Teks yang Ditampilkan >>
• • • •

Dunia yang Dilipat
Kita sudah melewati hari-hari dalam zaman milenium ketiga. Ketika semuanya terasa berubah. Teknologi, menjadi salah satu yang merubah tatanan sosial. Kita sekarang tidak berbicara lagi dengan manusia, tetapi berbicara dengan objek-objek. Spiritual kita sekarang hanya sebatas pada ritual-ritual, tanpa mendalami maknanya.
Orang-orang lebih suka pada ritual memberi hadiah, acara-acara lainnya tanpa mendalami makna spritualitas itu sendiri. Mereka justru mendalami makna dari ritual duniawi seperti sepak bola dan pertunjukan musik rock. Dunia bergerak semakin cepat, begitu pula manusia yang mendiaminya.

• • • •

Bahan Latihan Ini >>
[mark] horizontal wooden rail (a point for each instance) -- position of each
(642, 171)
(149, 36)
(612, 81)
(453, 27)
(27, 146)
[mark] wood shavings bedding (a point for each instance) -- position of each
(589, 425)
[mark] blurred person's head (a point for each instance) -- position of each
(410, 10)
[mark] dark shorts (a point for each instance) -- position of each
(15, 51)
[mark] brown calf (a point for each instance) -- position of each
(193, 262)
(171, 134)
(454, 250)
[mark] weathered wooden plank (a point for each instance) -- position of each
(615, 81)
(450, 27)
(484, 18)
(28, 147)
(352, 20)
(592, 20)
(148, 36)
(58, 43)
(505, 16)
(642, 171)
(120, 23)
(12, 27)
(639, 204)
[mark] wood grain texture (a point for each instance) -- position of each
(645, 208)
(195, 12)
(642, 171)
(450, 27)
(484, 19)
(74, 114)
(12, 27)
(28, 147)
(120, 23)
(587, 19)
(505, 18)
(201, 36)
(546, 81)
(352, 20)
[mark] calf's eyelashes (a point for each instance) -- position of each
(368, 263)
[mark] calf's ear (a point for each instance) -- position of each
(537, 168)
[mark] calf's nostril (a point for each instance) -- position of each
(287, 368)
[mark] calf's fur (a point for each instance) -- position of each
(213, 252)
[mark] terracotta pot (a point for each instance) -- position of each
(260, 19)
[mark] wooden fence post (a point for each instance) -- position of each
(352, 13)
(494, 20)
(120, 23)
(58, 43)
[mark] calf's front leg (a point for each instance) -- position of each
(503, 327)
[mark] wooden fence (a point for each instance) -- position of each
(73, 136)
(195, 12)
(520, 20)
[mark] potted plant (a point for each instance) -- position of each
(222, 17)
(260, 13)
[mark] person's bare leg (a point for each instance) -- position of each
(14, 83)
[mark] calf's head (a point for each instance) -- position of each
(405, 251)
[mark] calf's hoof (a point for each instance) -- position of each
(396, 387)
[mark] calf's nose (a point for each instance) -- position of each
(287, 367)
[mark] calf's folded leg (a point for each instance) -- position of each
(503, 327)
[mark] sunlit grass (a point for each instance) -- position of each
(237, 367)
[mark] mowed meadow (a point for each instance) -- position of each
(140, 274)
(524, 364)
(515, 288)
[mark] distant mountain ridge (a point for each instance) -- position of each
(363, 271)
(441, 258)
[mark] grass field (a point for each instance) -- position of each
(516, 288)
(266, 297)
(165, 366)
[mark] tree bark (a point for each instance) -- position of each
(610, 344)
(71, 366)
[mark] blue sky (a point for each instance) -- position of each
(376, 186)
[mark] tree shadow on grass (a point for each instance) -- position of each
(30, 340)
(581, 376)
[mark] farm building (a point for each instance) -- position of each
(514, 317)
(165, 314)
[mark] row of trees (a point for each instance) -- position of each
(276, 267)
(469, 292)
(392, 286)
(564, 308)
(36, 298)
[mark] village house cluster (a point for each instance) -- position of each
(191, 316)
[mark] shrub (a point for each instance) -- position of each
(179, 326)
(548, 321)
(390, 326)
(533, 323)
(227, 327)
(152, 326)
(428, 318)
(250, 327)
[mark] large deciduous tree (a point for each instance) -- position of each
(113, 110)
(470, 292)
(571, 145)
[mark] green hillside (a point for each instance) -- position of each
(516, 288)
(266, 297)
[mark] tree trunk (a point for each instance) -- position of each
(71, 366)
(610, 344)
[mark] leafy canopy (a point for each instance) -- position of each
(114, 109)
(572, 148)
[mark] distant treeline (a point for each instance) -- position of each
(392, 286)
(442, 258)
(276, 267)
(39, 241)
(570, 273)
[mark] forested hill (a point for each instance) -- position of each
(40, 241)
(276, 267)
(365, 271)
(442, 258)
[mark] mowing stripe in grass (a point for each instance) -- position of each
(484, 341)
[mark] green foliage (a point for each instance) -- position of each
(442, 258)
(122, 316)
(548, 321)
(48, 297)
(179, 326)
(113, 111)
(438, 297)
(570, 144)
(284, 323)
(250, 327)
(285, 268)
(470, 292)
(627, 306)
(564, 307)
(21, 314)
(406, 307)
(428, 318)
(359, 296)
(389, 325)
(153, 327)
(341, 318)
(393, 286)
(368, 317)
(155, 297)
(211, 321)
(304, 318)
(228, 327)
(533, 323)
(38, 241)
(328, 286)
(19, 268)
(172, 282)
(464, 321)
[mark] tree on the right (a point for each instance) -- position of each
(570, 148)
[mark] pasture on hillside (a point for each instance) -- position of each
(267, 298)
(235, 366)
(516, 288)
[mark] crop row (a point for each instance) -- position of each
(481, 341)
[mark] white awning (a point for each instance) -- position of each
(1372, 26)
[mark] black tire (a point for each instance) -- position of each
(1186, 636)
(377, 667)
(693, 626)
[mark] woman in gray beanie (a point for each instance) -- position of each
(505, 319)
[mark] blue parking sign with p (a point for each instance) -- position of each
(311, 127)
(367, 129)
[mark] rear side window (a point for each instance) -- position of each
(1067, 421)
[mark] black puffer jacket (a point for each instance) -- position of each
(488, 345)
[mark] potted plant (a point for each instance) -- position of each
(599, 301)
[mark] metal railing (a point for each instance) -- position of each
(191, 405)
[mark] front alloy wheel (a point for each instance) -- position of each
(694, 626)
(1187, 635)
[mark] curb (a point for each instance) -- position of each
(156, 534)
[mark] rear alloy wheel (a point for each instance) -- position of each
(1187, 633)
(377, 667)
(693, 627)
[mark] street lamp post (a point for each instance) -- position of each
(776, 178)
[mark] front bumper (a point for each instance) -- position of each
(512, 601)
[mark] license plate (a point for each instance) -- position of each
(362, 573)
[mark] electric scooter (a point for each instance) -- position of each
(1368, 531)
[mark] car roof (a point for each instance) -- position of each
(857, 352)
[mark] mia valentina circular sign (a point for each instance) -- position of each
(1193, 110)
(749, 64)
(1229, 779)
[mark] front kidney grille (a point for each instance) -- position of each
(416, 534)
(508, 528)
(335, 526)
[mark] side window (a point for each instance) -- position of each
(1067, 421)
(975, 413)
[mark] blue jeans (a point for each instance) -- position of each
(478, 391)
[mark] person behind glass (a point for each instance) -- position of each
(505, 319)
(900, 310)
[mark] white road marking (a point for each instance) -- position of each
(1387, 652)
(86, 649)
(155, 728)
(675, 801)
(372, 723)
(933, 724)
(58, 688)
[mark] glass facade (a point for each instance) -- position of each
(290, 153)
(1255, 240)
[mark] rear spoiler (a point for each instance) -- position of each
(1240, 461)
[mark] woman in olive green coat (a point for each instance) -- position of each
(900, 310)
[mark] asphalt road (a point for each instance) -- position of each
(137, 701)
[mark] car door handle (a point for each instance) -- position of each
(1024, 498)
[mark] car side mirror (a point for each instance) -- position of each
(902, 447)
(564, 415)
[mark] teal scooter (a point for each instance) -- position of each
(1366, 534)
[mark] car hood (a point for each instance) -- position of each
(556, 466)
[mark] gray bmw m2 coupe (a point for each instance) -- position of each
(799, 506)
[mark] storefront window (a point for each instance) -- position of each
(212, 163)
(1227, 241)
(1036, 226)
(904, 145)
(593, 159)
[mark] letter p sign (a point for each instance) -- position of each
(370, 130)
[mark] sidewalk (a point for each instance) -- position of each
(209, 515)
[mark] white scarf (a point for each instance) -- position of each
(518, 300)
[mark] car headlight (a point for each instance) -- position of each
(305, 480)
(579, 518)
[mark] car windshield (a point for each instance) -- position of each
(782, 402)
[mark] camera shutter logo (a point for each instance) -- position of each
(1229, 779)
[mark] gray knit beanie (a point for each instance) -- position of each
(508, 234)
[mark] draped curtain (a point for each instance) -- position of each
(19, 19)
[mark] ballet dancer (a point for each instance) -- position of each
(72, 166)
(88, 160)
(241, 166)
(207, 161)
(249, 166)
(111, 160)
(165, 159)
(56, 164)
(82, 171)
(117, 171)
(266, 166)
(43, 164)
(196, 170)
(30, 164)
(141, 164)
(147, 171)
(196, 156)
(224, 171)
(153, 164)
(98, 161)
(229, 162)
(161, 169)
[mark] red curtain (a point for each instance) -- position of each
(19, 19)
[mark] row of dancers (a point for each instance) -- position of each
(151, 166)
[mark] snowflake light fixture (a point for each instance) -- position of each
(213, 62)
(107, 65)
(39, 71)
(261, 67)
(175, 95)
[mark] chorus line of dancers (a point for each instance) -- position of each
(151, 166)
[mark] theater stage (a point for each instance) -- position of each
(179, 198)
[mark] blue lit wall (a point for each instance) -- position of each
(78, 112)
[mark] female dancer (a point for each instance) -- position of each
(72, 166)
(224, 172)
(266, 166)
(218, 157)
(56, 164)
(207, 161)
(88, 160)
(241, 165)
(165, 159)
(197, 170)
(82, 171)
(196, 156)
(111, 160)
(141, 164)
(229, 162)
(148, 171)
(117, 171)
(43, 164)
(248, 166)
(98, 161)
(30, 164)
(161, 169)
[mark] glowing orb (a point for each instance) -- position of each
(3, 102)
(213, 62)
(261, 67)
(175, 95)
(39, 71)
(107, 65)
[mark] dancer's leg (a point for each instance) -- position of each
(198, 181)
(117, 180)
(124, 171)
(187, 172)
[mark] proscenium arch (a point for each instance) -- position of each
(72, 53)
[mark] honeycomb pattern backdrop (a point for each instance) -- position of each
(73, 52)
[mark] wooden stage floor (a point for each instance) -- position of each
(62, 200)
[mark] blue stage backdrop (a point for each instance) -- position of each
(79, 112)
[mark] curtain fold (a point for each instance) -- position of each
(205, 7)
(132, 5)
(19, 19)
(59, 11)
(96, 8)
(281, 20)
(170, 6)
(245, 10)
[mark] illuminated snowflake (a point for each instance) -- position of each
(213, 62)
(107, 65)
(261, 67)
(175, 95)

• • • •

Permintaan Tertulis A >> Sebutkan jumlah baris yang memuat kata "white", dengan huruf besar dan kecil dibedakan. Jawab hanya dengan angkanya.
Permintaan Tertulis B >> Lanjutkan teks tentang perubahan zaman mulai dari sesudah kalimat terakhirnya.
Baris-baris di atas sama sekali tidak berhubungan dengan teks tentang perubahan zaman.

Hasil Latihan A >> 3

Hasil Latihan B >>
Rasa kedalaman pada setiap kehidupan sehari-hari masyarakat kontemporer berubah menjadi kedangkalan rasa. Mereka memilih pencitraan daripada menghayati setiap makna dari kehidupan. Contohnya, ketika pergi berlibur, mereka mementingkan pengabadian semu seperti foto, ketimbang menikmatinya dengan mata. Semua berubah, nilai-nilai kedalaman (deepness) berganti dengan pencitraan dan eksistensi pada dunia maya.
Kita tidak bisa menyendiri dan tetap pada masa lalu. Kita harus mengikuti laju dari peradaban. Tetapi ada sesuatu yang tetap harus kita yakini. Hidup dengan melambat dan menghayati setiap kejadian serta menjalani kehidupan spiritual dengan yakin dan ikhlas.
Dunia berubah beserta dengan peradaban manusia di dalamnya. Kita perlu melaju agar tidak berbeda sepenuhnya. Dan kita tidak boleh juga menyalahkan apa yang sudah terjadi dan berubah dari kehidupan manusia. Karena sesungguhnya kita telah menantang perubahan. Dunia berlipat dengan cepat.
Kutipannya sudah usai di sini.